### Supplied text
◆ ◆ ◆ ◆ ◆

# What's a bite dog?



## Xiahko (Feb 24, 2010)

female dog needs home

Perhaps they mean bait dog. Seriously though.....They just found this dog 2 days ago,and are giving it AWAY on CL! 
Did they even TRY and find the dog's owners?
I don;t understand people. I wanted to e-mail them with my questions,but just decided to let it be,I'm sure others will bombard them already.


----------



## mypitgia (Jun 28, 2010)

how do they know she was a bait dog if they found it in their yards????? unless there are no teeth or something...


----------



## teasha (Aug 3, 2010)

Maybe because she has scars they assume she was used as a bait dog and don't want to find the owners?


----------



## Xiahko (Feb 24, 2010)

That's what I was thinking. But seriously. They can't prove ANYTHING.
This dog could be someone's beloved pet,that got loose,and they're looking for it.


----------



## jmejiaa (Dec 8, 2009)

If I lost my dog I'd be all over craigslist so hopefully the owners are too. 

I can't blame them, it sounds like they are doing what they think is best, regardless of the accusations, they just may be uninformed. 

Instead of posting it here I would send them an email with suggestions on what you think is best. Seriously, they seem like good people, they are taking in a dog - Tha'ts a lot more than can be said for a lot..


----------



## Xiahko (Feb 24, 2010)

I already sent them an e-mail. I was nice too. I asked why they weren't looking for the owner. And wanted to know,how they thought it was used as a "bait" dog.


----------



## megz (Jul 25, 2008)

sounds to me like they didn't "find" this dog but it was actually thiers or a friends and the only way they thought to explain the scars was to make up the excuse that she was a "bite"(bait) dog.

◆ ◆ ◆ ◆ ◆

### Data section
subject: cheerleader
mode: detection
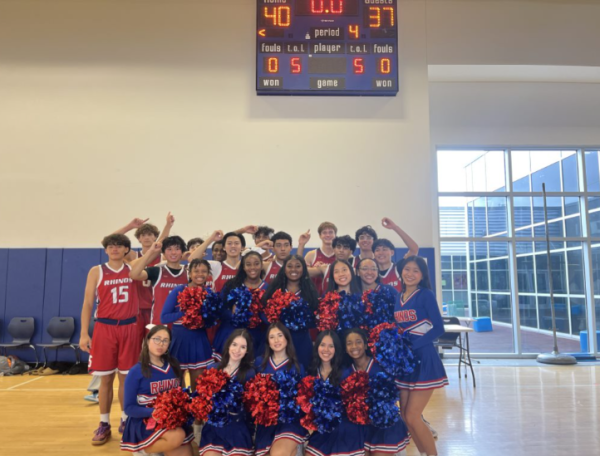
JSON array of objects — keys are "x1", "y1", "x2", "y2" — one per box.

◆ ◆ ◆ ◆ ◆

### Do this
Repeat word for word the passage of the bait dog forum thread above between "## jmejiaa (Dec" and "may be uninformed.", inclusive.

### Result of this task
## jmejiaa (Dec 8, 2009)

If I lost my dog I'd be all over craigslist so hopefully the owners are too. 

I can't blame them, it sounds like they are doing what they think is best, regardless of the accusations, they just may be uninformed.